═══ The records

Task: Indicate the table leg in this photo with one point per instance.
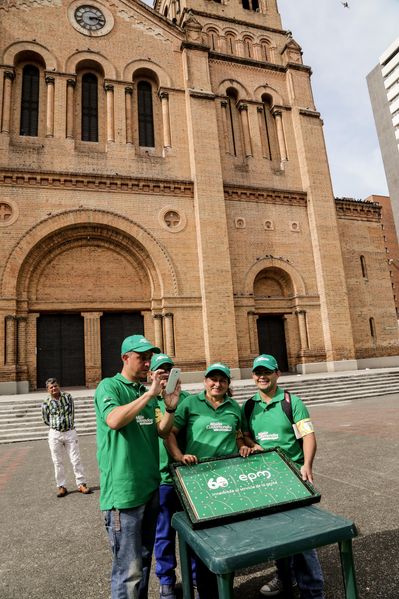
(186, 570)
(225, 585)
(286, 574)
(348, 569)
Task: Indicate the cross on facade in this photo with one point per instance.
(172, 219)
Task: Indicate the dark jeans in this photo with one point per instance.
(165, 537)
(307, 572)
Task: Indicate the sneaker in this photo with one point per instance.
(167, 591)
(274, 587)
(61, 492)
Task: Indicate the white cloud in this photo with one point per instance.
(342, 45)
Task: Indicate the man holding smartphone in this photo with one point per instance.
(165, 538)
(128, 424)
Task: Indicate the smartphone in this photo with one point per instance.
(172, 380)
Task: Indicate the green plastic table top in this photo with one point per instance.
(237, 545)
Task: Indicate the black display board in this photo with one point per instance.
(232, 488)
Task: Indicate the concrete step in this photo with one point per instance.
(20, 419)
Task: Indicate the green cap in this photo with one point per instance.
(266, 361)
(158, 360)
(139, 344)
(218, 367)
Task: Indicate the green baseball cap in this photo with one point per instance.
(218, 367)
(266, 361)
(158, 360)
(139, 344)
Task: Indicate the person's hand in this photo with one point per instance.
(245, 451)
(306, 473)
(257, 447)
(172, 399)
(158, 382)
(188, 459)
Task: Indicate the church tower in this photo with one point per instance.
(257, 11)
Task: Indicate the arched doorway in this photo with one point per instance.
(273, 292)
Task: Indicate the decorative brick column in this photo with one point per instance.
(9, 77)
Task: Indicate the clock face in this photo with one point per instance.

══════

Problem:
Reproduce the data above verbatim, line for line, but leave out the picture.

Final result:
Task: Indicate the table leg in this photo with one point per instance.
(186, 570)
(225, 585)
(286, 574)
(348, 569)
Task: Indicate the cross on facade in this photo with one point per instance.
(172, 219)
Task: Indicate the dark jeans in this photo with one point per instance.
(165, 537)
(307, 572)
Task: Indicate the sneaker in this photo with one point per instance.
(167, 591)
(274, 587)
(61, 492)
Task: Indicate the white cloud in this photo with one point per instance.
(342, 45)
Task: Indicate the man holding smartphone in this photo with one point per instance.
(165, 538)
(128, 424)
Task: Indicate the smartphone in this photo with one point per instance.
(172, 380)
Task: Indicate the green plastic table top in this photo with one point per instance.
(237, 545)
Task: Indicate the black display board in this photo with one point per instance.
(232, 488)
Task: Indicate the concrete step in this photo with one point per instance.
(20, 419)
Task: Indicate the green cap in this photo with one point per instance.
(266, 361)
(158, 360)
(139, 344)
(218, 367)
Task: Indicate the green baseball cap in this photo with one point per instance.
(218, 367)
(266, 361)
(158, 360)
(139, 344)
Task: Indicate the person's hand in this photo with one point per instance.
(245, 451)
(306, 473)
(257, 447)
(172, 399)
(158, 382)
(188, 459)
Task: Indicate the church tower in this photo with one point per instance.
(257, 11)
Task: Indicate the arched doorway in this photo with one point per instance.
(273, 292)
Task: Indicate the decorative brick column in this photo with one point per instance.
(9, 77)
Task: Indicate the clock face in this photo with one point per instance.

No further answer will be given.